__FRAGMENTO SELECCIONADO__
En buena medida, Cuarón encontró la ternura en Liboria Rodríguez, una trabajadora del hogar a la que considera como su segunda madre. Se sentaba a su lado en el cine y le contaba historias sobre Tepelmeme, el pueblo oaxaqueño donde nació. Creció llamándola “mamá” a ella también. “En mi familia creo que es unos de los lazos afectivos mas fuertes”, dijo Cuarón sobre Rodríguez. “Es parte de esta relación tan perversa que tiene la burguesía con los trabajadores domésticos. Es que por un lado lavan, cocinan, van de compras. Pero además de trabajar durísimo, lo que sería la definición de sus empleos, cubren los roles que deberían ser cubiertos por los padres, ¿sabes? Despiertan a los hijos, les dan de desayunar, los acuestan, van por ellos a la escuela. También es hermosa esa presencia. Pero ¿por qué se necesita? Simplemente por que hay una ausencia de los padres”.

Después de Gravedad, cuando Cuarón decidió hacer una película sobre esa época, les pidió permiso a Rodríguez y a su familia. “Le dije que sí”, me comentó Rodríguez, recordando su conversación. “Eso ya está sanado. Ya no importa. Entonces ya está bien”. Pasaron horas en llamadas de larga distancia para discutir los detalles más nimios de su vida cotidiana en los años setenta. ¿Qué tipo de reloj despertador usaba? ¿Dónde guardaba su ropa? Cuando le pregunté a Rodríguez si le gustaría recibir dinero por su historia, lo desestimó: “Qué bárbaro. Lo hice porque es mi niño, porque es algo por amor”.

(Registros de una fuente de datos)

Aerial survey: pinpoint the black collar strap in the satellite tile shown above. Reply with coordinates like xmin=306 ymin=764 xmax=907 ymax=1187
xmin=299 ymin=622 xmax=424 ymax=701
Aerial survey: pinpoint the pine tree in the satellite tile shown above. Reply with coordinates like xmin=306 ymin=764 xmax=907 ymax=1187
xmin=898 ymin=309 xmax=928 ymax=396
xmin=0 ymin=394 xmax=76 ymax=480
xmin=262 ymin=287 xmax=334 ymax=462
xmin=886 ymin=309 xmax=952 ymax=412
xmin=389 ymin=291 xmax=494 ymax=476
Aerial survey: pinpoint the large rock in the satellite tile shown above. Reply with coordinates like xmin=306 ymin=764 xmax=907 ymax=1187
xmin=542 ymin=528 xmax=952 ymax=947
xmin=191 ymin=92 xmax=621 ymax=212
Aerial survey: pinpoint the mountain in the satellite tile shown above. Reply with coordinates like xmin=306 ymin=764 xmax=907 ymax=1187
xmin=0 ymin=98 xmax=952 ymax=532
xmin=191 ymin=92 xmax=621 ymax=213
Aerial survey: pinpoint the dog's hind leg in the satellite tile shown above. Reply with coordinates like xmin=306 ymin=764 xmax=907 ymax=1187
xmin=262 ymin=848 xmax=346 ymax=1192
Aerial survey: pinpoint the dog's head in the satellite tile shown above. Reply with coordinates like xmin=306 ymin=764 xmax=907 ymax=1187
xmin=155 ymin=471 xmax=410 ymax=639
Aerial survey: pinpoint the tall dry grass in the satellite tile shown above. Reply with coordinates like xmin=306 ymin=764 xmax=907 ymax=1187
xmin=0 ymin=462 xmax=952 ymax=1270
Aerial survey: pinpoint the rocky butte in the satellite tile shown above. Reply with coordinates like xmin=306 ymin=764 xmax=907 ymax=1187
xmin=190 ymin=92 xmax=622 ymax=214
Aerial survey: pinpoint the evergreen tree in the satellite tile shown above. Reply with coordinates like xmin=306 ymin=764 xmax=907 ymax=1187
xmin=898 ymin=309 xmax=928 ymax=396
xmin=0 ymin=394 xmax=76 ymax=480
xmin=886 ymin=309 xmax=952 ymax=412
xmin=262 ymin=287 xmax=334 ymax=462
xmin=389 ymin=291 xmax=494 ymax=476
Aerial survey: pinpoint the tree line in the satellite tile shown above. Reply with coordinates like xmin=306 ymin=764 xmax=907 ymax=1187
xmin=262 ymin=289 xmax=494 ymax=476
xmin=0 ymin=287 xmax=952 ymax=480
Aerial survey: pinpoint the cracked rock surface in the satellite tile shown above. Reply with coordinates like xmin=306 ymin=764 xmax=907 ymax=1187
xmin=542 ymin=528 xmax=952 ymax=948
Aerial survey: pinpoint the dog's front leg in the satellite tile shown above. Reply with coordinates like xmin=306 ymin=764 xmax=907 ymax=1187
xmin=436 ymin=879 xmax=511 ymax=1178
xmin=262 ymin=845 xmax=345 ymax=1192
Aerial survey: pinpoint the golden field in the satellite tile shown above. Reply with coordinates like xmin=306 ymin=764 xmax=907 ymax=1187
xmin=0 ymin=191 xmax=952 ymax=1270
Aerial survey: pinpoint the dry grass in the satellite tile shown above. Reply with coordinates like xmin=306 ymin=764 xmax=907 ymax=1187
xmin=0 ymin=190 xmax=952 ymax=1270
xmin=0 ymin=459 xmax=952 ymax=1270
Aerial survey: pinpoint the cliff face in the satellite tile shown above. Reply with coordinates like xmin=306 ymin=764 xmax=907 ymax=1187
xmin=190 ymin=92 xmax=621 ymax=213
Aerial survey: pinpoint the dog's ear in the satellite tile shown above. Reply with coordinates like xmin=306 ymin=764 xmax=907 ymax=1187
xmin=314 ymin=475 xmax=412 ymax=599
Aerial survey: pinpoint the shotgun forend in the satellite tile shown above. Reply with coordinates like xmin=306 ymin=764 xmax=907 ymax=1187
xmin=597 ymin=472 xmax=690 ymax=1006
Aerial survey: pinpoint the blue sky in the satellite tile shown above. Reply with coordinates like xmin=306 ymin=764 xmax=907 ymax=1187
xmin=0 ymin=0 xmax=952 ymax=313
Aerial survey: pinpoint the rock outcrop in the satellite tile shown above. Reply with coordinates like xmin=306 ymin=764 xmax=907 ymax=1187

__TAREA ASIGNADA 1__
Reproduce íntegramente el fragmento sobre Cuarón y Liboria Rodríguez.
__TAREA ASIGNADA 2__
Convierte en una lista JSON de cadenas solo las líneas de los registros que van desde la que contiene "Aerial survey: pinpoint the cracked" hasta la que contiene "xmin=314 ymin=475 xmax=412 ymax=599", ambas incluidas. Pon una cadena por línea y omite las líneas en blanco.

__RESPUESTA CORRECTA 1__
En buena medida, Cuarón encontró la ternura en Liboria Rodríguez, una trabajadora del hogar a la que considera como su segunda madre. Se sentaba a su lado en el cine y le contaba historias sobre Tepelmeme, el pueblo oaxaqueño donde nació. Creció llamándola “mamá” a ella también. “En mi familia creo que es unos de los lazos afectivos mas fuertes”, dijo Cuarón sobre Rodríguez. “Es parte de esta relación tan perversa que tiene la burguesía con los trabajadores domésticos. Es que por un lado lavan, cocinan, van de compras. Pero además de trabajar durísimo, lo que sería la definición de sus empleos, cubren los roles que deberían ser cubiertos por los padres, ¿sabes? Despiertan a los hijos, les dan de desayunar, los acuestan, van por ellos a la escuela. También es hermosa esa presencia. Pero ¿por qué se necesita? Simplemente por que hay una ausencia de los padres”.

Después de Gravedad, cuando Cuarón decidió hacer una película sobre esa época, les pidió permiso a Rodríguez y a su familia. “Le dije que sí”, me comentó Rodríguez, recordando su conversación. “Eso ya está sanado. Ya no importa. Entonces ya está bien”. Pasaron horas en llamadas de larga distancia para discutir los detalles más nimios de su vida cotidiana en los años setenta. ¿Qué tipo de reloj despertador usaba? ¿Dónde guardaba su ropa? Cuando le pregunté a Rodríguez si le gustaría recibir dinero por su historia, lo desestimó: “Qué bárbaro. Lo hice porque es mi niño, porque es algo por amor”.

__RESPUESTA CORRECTA 2__
[
  "Aerial survey: pinpoint the cracked rock surface in the satellite tile shown above. Reply with coordinates like xmin=306 ymin=764 xmax=907 ymax=1187",
  "xmin=542 ymin=528 xmax=952 ymax=948",
  "Aerial survey: pinpoint the dog's front leg in the satellite tile shown above. Reply with coordinates like xmin=306 ymin=764 xmax=907 ymax=1187",
  "xmin=436 ymin=879 xmax=511 ymax=1178",
  "xmin=262 ymin=845 xmax=345 ymax=1192",
  "Aerial survey: pinpoint the golden field in the satellite tile shown above. Reply with coordinates like xmin=306 ymin=764 xmax=907 ymax=1187",
  "xmin=0 ymin=191 xmax=952 ymax=1270",
  "Aerial survey: pinpoint the dry grass in the satellite tile shown above. Reply with coordinates like xmin=306 ymin=764 xmax=907 ymax=1187",
  "xmin=0 ymin=190 xmax=952 ymax=1270",
  "xmin=0 ymin=459 xmax=952 ymax=1270",
  "Aerial survey: pinpoint the cliff face in the satellite tile shown above. Reply with coordinates like xmin=306 ymin=764 xmax=907 ymax=1187",
  "xmin=190 ymin=92 xmax=621 ymax=213",
  "Aerial survey: pinpoint the dog's ear in the satellite tile shown above. Reply with coordinates like xmin=306 ymin=764 xmax=907 ymax=1187",
  "xmin=314 ymin=475 xmax=412 ymax=599"
]